*REQUIRED ACTION*
Copy out every line of the material below word for word, changing nothing.

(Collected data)
───

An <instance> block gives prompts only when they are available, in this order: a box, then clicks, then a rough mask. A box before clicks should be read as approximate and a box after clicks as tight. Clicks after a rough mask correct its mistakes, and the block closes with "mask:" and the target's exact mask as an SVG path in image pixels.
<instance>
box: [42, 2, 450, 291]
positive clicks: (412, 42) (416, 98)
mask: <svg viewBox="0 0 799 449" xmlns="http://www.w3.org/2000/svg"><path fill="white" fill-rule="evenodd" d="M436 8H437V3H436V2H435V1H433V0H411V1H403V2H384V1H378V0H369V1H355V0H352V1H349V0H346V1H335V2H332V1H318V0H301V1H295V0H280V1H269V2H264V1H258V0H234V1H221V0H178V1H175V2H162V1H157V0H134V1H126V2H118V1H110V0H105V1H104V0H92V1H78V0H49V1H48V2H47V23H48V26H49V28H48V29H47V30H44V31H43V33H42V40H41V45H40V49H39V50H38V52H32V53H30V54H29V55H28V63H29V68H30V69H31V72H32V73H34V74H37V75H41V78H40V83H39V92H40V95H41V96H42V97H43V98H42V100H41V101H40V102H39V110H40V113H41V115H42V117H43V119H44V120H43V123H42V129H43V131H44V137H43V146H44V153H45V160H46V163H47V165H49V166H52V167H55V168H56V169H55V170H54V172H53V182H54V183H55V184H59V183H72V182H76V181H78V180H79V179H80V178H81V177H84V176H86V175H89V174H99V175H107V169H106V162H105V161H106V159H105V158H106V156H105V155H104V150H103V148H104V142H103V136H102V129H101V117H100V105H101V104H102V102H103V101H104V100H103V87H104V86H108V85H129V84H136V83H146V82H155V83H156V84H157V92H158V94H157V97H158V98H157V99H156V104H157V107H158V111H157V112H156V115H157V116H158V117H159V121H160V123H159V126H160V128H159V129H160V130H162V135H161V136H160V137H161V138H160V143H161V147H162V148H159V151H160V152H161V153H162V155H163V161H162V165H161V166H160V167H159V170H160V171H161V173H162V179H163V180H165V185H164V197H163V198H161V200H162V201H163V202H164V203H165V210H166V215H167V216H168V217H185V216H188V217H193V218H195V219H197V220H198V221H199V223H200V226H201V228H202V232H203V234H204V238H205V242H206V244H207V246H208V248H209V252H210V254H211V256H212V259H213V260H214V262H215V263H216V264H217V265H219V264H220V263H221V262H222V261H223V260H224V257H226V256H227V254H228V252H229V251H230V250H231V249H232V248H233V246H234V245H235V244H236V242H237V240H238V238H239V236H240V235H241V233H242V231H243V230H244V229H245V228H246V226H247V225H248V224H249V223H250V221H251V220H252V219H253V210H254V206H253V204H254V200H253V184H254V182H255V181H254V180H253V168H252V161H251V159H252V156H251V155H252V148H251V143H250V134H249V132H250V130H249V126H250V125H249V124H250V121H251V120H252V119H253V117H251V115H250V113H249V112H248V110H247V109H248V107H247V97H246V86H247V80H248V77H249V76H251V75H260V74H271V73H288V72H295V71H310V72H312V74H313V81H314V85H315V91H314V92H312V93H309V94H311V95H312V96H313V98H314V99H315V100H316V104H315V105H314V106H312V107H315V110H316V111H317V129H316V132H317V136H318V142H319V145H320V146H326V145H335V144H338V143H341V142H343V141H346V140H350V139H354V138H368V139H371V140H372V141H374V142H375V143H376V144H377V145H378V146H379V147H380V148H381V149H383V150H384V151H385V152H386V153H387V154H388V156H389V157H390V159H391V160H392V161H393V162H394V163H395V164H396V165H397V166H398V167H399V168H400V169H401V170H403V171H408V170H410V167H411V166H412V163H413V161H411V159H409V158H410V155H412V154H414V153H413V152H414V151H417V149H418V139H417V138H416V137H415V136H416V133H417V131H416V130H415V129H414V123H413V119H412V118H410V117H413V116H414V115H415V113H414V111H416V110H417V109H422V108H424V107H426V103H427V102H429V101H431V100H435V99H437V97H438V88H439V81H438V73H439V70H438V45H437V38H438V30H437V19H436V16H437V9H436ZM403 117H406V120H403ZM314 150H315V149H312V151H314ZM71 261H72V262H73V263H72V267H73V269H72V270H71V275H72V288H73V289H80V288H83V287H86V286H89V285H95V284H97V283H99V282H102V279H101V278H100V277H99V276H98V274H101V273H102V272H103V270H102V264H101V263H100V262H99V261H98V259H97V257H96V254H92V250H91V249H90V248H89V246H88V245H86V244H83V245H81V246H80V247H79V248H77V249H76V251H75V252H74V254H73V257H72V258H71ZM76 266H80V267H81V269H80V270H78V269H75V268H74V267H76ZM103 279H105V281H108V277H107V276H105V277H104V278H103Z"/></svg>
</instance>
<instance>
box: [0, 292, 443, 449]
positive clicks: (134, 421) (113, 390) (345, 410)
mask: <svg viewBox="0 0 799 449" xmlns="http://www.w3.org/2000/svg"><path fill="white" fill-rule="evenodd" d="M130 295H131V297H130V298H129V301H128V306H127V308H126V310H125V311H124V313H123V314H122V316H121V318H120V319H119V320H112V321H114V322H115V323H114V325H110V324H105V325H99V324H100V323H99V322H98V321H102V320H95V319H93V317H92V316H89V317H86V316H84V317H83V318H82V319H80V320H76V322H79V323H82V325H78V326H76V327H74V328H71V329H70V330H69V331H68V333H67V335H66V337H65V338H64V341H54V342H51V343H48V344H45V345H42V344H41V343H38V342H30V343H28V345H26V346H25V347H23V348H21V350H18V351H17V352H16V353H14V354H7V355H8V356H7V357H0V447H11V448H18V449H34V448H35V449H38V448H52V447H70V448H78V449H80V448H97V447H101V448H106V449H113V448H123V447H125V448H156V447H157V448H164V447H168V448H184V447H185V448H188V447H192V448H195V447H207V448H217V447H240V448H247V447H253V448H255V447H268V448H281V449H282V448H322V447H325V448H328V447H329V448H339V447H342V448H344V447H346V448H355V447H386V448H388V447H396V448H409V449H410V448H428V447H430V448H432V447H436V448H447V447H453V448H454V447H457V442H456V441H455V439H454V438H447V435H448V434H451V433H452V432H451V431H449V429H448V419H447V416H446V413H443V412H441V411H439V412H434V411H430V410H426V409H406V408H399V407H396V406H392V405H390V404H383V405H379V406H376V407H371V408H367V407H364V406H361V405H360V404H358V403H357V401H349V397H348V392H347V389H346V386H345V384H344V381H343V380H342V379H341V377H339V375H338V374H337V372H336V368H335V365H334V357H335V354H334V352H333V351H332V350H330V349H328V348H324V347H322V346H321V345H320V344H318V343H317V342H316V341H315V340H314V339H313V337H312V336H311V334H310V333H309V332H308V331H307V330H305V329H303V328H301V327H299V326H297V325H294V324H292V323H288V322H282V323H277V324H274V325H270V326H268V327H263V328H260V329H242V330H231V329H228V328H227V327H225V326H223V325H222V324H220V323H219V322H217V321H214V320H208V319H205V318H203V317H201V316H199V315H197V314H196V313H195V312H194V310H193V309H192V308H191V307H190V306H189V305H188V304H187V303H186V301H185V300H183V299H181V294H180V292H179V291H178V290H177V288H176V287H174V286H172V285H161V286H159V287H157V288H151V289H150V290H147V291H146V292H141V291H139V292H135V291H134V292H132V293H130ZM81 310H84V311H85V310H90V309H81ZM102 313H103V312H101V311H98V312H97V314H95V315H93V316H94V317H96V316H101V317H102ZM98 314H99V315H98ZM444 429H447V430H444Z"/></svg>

───

*WORKED SOLUTION*
An <instance> block gives prompts only when they are available, in this order: a box, then clicks, then a rough mask. A box before clicks should be read as approximate and a box after clicks as tight. Clicks after a rough mask correct its mistakes, and the block closes with "mask:" and the target's exact mask as an SVG path in image pixels.
<instance>
box: [42, 2, 450, 291]
positive clicks: (412, 42) (416, 98)
mask: <svg viewBox="0 0 799 449" xmlns="http://www.w3.org/2000/svg"><path fill="white" fill-rule="evenodd" d="M436 8H437V3H436V2H435V1H433V0H411V1H403V2H384V1H378V0H369V1H355V0H352V1H349V0H346V1H335V2H332V1H318V0H301V1H295V0H280V1H269V2H264V1H258V0H234V1H221V0H178V1H175V2H162V1H157V0H134V1H126V2H118V1H110V0H105V1H104V0H92V1H78V0H49V1H48V2H47V23H48V26H49V28H48V29H47V30H44V31H43V33H42V40H41V45H40V49H39V50H38V52H32V53H30V54H29V55H28V63H29V68H30V69H31V72H32V73H34V74H37V75H41V78H40V83H39V92H40V95H41V96H42V97H43V98H42V100H41V101H40V102H39V110H40V113H41V115H42V117H43V119H44V120H43V123H42V129H43V131H44V137H43V146H44V153H45V160H46V163H47V165H49V166H52V167H55V168H56V169H55V170H54V172H53V182H54V183H55V184H59V183H72V182H76V181H78V180H79V179H80V178H81V177H84V176H86V175H89V174H99V175H107V169H106V162H105V161H106V159H105V158H106V156H105V155H104V150H103V148H104V142H103V136H102V129H101V117H100V105H101V104H102V102H103V101H104V100H103V87H104V86H108V85H129V84H136V83H146V82H155V83H156V84H157V92H158V94H157V97H158V98H157V99H156V104H157V107H158V111H157V112H156V115H157V116H158V117H159V121H160V123H159V126H160V128H159V129H160V130H162V135H161V136H160V137H161V138H160V143H161V147H162V148H159V151H160V152H161V153H162V155H163V161H162V165H161V166H160V167H159V170H160V171H161V173H162V179H163V180H165V185H164V197H163V198H161V200H162V201H163V202H164V203H165V210H166V215H167V216H168V217H185V216H188V217H193V218H195V219H197V220H198V221H199V223H200V226H201V228H202V232H203V234H204V238H205V242H206V244H207V246H208V248H209V252H210V254H211V256H212V259H213V260H214V262H215V263H216V264H217V265H219V264H220V263H221V262H222V261H223V260H224V257H226V256H227V254H228V252H229V251H230V250H231V249H232V248H233V246H234V245H235V244H236V242H237V240H238V238H239V236H240V235H241V233H242V231H243V230H244V229H245V228H246V226H247V225H248V224H249V223H250V221H251V220H252V219H253V210H254V206H253V204H254V200H253V184H254V182H255V181H254V180H253V168H252V161H251V159H252V156H251V155H252V148H251V143H250V134H249V132H250V130H249V126H250V125H249V124H250V121H251V120H252V119H253V117H251V115H250V113H249V112H248V110H247V109H248V107H247V97H246V86H247V80H248V77H249V76H251V75H260V74H271V73H288V72H295V71H310V72H312V74H313V81H314V85H315V91H314V92H312V93H309V94H311V95H312V96H313V98H314V99H315V100H316V104H315V105H314V106H312V107H315V110H316V111H317V129H316V132H317V136H318V142H319V145H320V146H326V145H335V144H338V143H341V142H343V141H346V140H350V139H354V138H368V139H371V140H372V141H374V142H375V143H376V144H377V145H378V146H379V147H380V148H381V149H383V150H384V151H385V152H386V153H387V154H388V156H389V157H390V159H391V160H392V161H393V162H394V163H395V164H396V165H397V166H398V167H399V168H400V169H401V170H403V171H408V170H410V167H411V166H412V163H413V161H411V159H409V158H410V155H412V154H414V153H413V152H414V151H417V149H418V139H417V138H416V137H415V136H416V133H417V131H416V130H415V129H414V123H413V119H412V118H410V117H413V116H414V115H415V113H414V111H416V110H417V109H422V108H424V107H426V103H427V102H429V101H431V100H435V99H437V97H438V88H439V81H438V73H439V70H438V45H437V38H438V30H437V19H436V16H437V9H436ZM403 117H406V120H403ZM314 150H315V149H312V151H314ZM71 261H72V262H73V263H72V267H73V269H72V270H71V275H72V288H73V289H80V288H83V287H86V286H89V285H95V284H97V283H99V282H102V279H101V278H100V277H99V276H98V274H101V273H102V272H103V270H102V264H101V263H100V262H99V261H98V259H97V257H96V254H92V250H91V249H90V248H89V246H88V245H86V244H83V245H81V246H80V247H79V248H77V249H76V251H75V252H74V254H73V257H72V258H71ZM76 266H80V267H81V269H80V270H78V269H75V268H74V267H76ZM103 279H105V281H108V277H107V276H105V277H104V278H103Z"/></svg>
</instance>
<instance>
box: [0, 292, 443, 449]
positive clicks: (134, 421) (113, 390) (345, 410)
mask: <svg viewBox="0 0 799 449" xmlns="http://www.w3.org/2000/svg"><path fill="white" fill-rule="evenodd" d="M130 295H131V297H130V298H129V301H128V306H127V308H126V310H125V311H124V313H123V314H122V316H121V318H120V319H119V320H112V321H114V322H115V323H114V325H110V324H105V325H99V324H100V323H99V322H98V321H102V320H95V319H93V317H92V316H89V317H86V316H84V317H83V318H82V319H80V320H76V322H79V323H82V325H78V326H76V327H74V328H71V329H70V330H69V331H68V333H67V335H66V337H65V338H64V341H54V342H51V343H48V344H45V345H42V344H41V343H38V342H30V343H28V345H26V346H25V347H23V348H21V350H18V351H17V352H16V353H14V354H7V355H8V356H7V357H0V447H11V448H18V449H34V448H35V449H38V448H52V447H70V448H78V449H80V448H97V447H101V448H106V449H113V448H123V447H125V448H156V447H157V448H164V447H168V448H184V447H185V448H188V447H192V448H195V447H207V448H217V447H240V448H247V447H253V448H255V447H268V448H281V449H282V448H322V447H325V448H328V447H329V448H339V447H342V448H344V447H346V448H355V447H386V448H388V447H396V448H409V449H410V448H428V447H430V448H432V447H436V448H447V447H453V448H454V447H457V442H456V441H455V439H454V438H447V435H448V434H451V433H452V432H451V431H449V429H448V419H447V416H446V413H443V412H441V411H439V412H434V411H430V410H426V409H406V408H399V407H396V406H392V405H390V404H383V405H379V406H376V407H371V408H367V407H364V406H361V405H360V404H358V403H357V401H349V397H348V392H347V389H346V386H345V384H344V381H343V380H342V379H341V377H339V375H338V374H337V372H336V368H335V365H334V357H335V354H334V352H333V351H332V350H330V349H328V348H324V347H322V346H321V345H320V344H318V343H317V342H316V341H315V340H314V339H313V337H312V336H311V334H310V333H309V332H308V331H307V330H305V329H303V328H301V327H299V326H297V325H294V324H292V323H288V322H282V323H277V324H274V325H270V326H268V327H263V328H260V329H242V330H231V329H228V328H227V327H225V326H223V325H222V324H220V323H219V322H217V321H214V320H208V319H205V318H203V317H201V316H199V315H197V314H196V313H195V312H194V310H193V309H192V308H191V307H190V306H189V305H188V304H187V303H186V301H185V300H183V299H181V294H180V292H179V291H178V290H177V288H176V287H174V286H172V285H161V286H159V287H157V288H151V289H150V290H147V291H146V292H141V291H139V292H135V291H134V292H132V293H130ZM81 310H84V311H85V310H90V309H81ZM102 313H103V312H101V311H98V312H97V314H95V315H93V316H94V317H96V316H101V317H102ZM98 314H99V315H98ZM444 429H447V430H444Z"/></svg>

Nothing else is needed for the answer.